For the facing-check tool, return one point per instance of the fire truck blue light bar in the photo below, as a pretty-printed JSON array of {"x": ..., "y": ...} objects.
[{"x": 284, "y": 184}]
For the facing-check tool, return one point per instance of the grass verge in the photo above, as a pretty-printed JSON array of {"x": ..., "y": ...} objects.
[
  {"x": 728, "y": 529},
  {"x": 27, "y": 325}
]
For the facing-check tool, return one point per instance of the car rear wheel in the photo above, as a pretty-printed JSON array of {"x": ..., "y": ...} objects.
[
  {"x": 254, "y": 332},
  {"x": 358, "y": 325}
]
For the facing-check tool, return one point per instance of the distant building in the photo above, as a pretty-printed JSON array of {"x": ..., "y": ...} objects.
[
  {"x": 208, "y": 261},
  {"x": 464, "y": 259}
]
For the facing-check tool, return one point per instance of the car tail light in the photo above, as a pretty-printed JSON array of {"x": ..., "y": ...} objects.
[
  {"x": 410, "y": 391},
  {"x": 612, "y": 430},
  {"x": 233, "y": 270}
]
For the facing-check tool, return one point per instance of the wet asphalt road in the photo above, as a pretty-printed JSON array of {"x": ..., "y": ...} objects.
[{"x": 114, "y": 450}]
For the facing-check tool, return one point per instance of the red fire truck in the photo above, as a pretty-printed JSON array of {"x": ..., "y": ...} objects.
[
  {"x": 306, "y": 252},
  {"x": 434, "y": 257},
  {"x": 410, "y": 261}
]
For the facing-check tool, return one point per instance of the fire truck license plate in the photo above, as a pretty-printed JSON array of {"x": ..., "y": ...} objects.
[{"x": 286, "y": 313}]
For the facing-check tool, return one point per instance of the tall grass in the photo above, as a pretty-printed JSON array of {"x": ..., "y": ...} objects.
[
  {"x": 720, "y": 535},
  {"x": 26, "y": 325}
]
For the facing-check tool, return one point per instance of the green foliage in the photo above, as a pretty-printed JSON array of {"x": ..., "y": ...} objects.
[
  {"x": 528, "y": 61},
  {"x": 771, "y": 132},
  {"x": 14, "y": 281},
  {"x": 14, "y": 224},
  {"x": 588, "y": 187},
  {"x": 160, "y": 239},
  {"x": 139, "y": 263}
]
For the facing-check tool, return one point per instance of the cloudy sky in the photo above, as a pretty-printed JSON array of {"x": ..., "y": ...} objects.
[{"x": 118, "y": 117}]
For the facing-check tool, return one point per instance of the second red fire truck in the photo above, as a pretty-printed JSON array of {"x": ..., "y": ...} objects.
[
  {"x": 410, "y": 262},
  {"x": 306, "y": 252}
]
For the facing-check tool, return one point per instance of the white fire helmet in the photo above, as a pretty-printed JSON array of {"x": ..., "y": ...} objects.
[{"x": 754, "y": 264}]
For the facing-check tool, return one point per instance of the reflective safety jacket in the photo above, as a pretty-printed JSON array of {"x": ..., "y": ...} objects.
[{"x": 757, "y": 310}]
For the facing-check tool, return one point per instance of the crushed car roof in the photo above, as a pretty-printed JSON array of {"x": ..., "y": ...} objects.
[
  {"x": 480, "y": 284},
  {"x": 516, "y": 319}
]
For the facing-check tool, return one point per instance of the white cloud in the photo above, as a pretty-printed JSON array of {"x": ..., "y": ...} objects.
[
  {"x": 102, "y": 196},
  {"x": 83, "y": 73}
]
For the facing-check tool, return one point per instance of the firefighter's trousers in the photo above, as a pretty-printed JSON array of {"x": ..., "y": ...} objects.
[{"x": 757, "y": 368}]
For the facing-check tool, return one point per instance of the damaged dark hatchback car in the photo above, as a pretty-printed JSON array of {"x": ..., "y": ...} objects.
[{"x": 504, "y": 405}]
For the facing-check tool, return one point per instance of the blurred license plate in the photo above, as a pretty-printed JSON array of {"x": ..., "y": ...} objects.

Written request
Arrange all of the records above as a numbered list, leaving out any blank lines.

Task response
1. For the facing-check tool, return one point per instance of the fire truck blue light bar in the photo below, as a pretty-printed JSON array of {"x": ..., "y": ...} objects.
2. [{"x": 284, "y": 184}]
3. For the facing-check tool, return one point per instance of the grass verge in the photo above, as a pretty-printed JSON array of {"x": ..., "y": ...} objects.
4. [
5.   {"x": 728, "y": 529},
6.   {"x": 27, "y": 325}
7. ]
8. For the facing-check tool, return one point per instance of the car rear wheel in the photo above, as a pretty-printed JSON array of {"x": ..., "y": ...} objects.
9. [
10.   {"x": 254, "y": 332},
11.   {"x": 358, "y": 325}
12. ]
13. For the facing-check tool, return one point per instance of the distant building in the photo above, as a pretty-printed JSON array of {"x": ..., "y": ...} objects.
14. [
15.   {"x": 208, "y": 261},
16.   {"x": 464, "y": 259}
17. ]
18. For the facing-check tool, return one point per instance of the car tail light in the photo above, as a pretty-printed JSON array of {"x": ..., "y": ...} objects.
19. [
20.   {"x": 410, "y": 391},
21.   {"x": 612, "y": 430},
22.   {"x": 233, "y": 270}
23. ]
24. For the facing-check tool, return one point per instance of the wet asphalt road in the photo above, as a pretty-printed JSON array of {"x": ..., "y": ...} objects.
25. [{"x": 114, "y": 450}]
26. For the facing-check tool, return one point per instance of the red fire truck in the photo above, as a pretty-printed JSON array of {"x": ..., "y": ...} objects.
27. [
28.   {"x": 306, "y": 252},
29.   {"x": 434, "y": 257},
30.   {"x": 410, "y": 261}
31. ]
32. For the facing-check tool, return one point per instance of the fire truck license plate in the photo above, as a pretty-printed JSON array of {"x": ..., "y": ...} objects.
33. [{"x": 286, "y": 313}]
34. For the facing-check tool, return one point per instance of the tall grass in the photo above, as a pretty-printed JSON array of {"x": ..., "y": ...} objects.
35. [
36.   {"x": 720, "y": 535},
37.   {"x": 26, "y": 325}
38. ]
39. For the facing-check tool, return one point per instance of the green foliage in the photo above, as a pretty-printed JSON array of {"x": ..., "y": ...} objects.
40. [
41.   {"x": 528, "y": 61},
42.   {"x": 771, "y": 132},
43.   {"x": 14, "y": 281},
44.   {"x": 14, "y": 224},
45.   {"x": 588, "y": 187},
46.   {"x": 160, "y": 239},
47.   {"x": 139, "y": 263}
48. ]
49. For the facing-check tool, return one point per instance of the cloudy sky in the photo above, as a pretty-printed JSON array of {"x": ..., "y": ...} objects.
50. [{"x": 118, "y": 117}]
51. For the facing-check tool, return one point per instance of the second red fire truck in the photo above, as a pretty-printed JSON array of {"x": ..., "y": ...} objects.
52. [
53.   {"x": 410, "y": 262},
54.   {"x": 306, "y": 252}
55. ]
56. For the facing-check tool, return one point per instance of the white fire helmet in the photo above, as a pretty-printed JSON array of {"x": ..., "y": ...} objects.
57. [{"x": 754, "y": 264}]
58. For the facing-check tool, return one point per instance of the reflective safety jacket in the photo above, as a pretty-printed JSON array of {"x": ..., "y": ...} objects.
59. [{"x": 757, "y": 310}]
60. For the facing-check tool, return one point per instance of the crushed car roof in the photo above, as a pretty-printed JSON array of {"x": ..., "y": ...} objects.
61. [
62.   {"x": 480, "y": 284},
63.   {"x": 516, "y": 319}
64. ]
65. For the facing-check tool, return one point per instance of the white cloud in the photo above, as a pretty-printed JSON array of {"x": ..., "y": ...} objects.
66. [
67.   {"x": 102, "y": 196},
68.   {"x": 83, "y": 73}
69. ]
70. For the facing-check tool, return one point per instance of the firefighter's trousers in the photo above, as a pretty-printed JSON array of {"x": ..., "y": ...} objects.
71. [{"x": 757, "y": 368}]
72. For the facing-check tool, return one point per instance of the damaged dark hatchback car in the photo above, as a pretty-printed JSON array of {"x": ..., "y": ...} objects.
73. [{"x": 504, "y": 405}]
74. For the facing-check tool, return one point per instance of the blurred license plate in the photo above, as a pretty-printed JSON array of {"x": ..., "y": ...} objects.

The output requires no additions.